_Quoted passage_
• • • • •
Good luck finding material about our cities from the 1800s that doesn’t refer to them as “Satan’s slums” or “infernos of vice.” There are reasons for this. The demand was swelling for prostitution to flourish.

America’s New Sporting Culture

Past generations of Americans who had been craftsman or farmers were suddenly living in big cities and working in large factories. Industry was becoming America’s employer; cities were replacing small towns as America’s bedroom. In the past, you knew who your neighbors were because you grew up with them. Now, you were living in a large city, and it was likely that your neighbor or your neighbor’s parents were born in a foreign land.

A whole new “sporting culture” of young men started to emerge in America—a hard-drinking, hard-working wave of American “boyz” who craved sexual release and wild entertainment. These young men were no longer constrained by small-town mores and middle-class values. The apprenticeship system that had helped to mold young men’s lives was collapsing. A factory and corporate culture had taken its place, one that provided few restraints on what a person did when not on the clock.

Men in America no longer had a desire to marry young. They were working 10 to 12 hours a day, 6 days a week. They had no traditional homes to go to. The streets, saloons and brothels became their home away from home. Whoring, gambling, fighting and public entertainment filled their free time.

The penises of millions of American men were up for grabs, and prostitution rose to meet the demand. Whores became cheap and plentiful. They thrived in a society that believed the daughters of the better classes would face grave danger if America’s men didn’t have outlets to sow their seed.
• • • • •
_Data excerpt_
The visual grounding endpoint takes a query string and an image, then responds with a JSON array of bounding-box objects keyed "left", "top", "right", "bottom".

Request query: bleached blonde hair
• • • • •
_Apply what you read_
1) In the text on America's new sporting culture, how long did men work each day and each week?
2) Decide whether each statement agrees with the text on America's new sporting culture, answering yes or no and quoting the words that settle it: (a) Cities were taking the place of small towns as where Americans lived. (b) Men in America were eager to marry young. (c) The apprenticeship system was getting stronger.
3) Extend the text on America's new sporting culture with one more paragraph that picks up after its final sentence.
None of the material is needed here.

_Answers for the tasks_
1) They worked 10 to 12 hours a day, 6 days a week.

2)
(a) Yes: "cities were replacing small towns as America’s bedroom."
(b) No: "Men in America no longer had a desire to marry young."
(c) No: "The apprenticeship system that had helped to mold young men’s lives was collapsing."

3)
Equally as important, America’s economy during the 1800s was a treacherous landscape of booms and busts, pocked with financial recessions. Brothels provided one of the few safe, high-yield investments. The rents that brothels paid were at least ten times higher than if the same building had been occupied by a home or business, and the “fees” that were collected from brothels and prostitutes kept the governments of many American towns and cities in the 1800s from going bankrupt.

A Funny Thing Happened on the Way to the 20th Century

Before 1820, when American men were often farmers, craftsmen or artisans, they worked out of their homes, and women had an important role in keeping the household together. But with the creation of factories, a number of important items like food and ready-to-wear clothes could now be bought in stores. Women were not as essential to the running of households as they had been, but it was still important for women of the working classes to contribute to the household economy.

Most of the new factory jobs needed male muscle from the working classes, and many of these jobs were dangerous. The few clerical jobs were mostly filled by males from the middle class. It wouldn’t be until the early 1900s that the labor force would want large numbers of women in the form of secretaries, sales girls, clerical workers, and phone operators. As a result, the years 1840 to 1900 were often brutal for women of the working classes. The job market was so bad for these women that prostitution was often the best alternative among a small group of dismal choices.

For instance, after the Civil War, a seamstress might earn as little as 20 cents a day, with $2 to $3 a week being a good wage for a woman who was employed full time. This would hardly pay her rent. The same woman might earn more in a single night of whoring than during an entire week of domestic work. Domestic work was often unsteady, unavailable, and, according to a number of women, much harder on them than turning tricks.

Since this was the first time in our history when women needed to earn income outside of the home, there were no protections against sexual harassment. If a woman had to give in to the sexual advances of her boss to keep her domestic or seamstress job, she might as well get paid top dollar for it.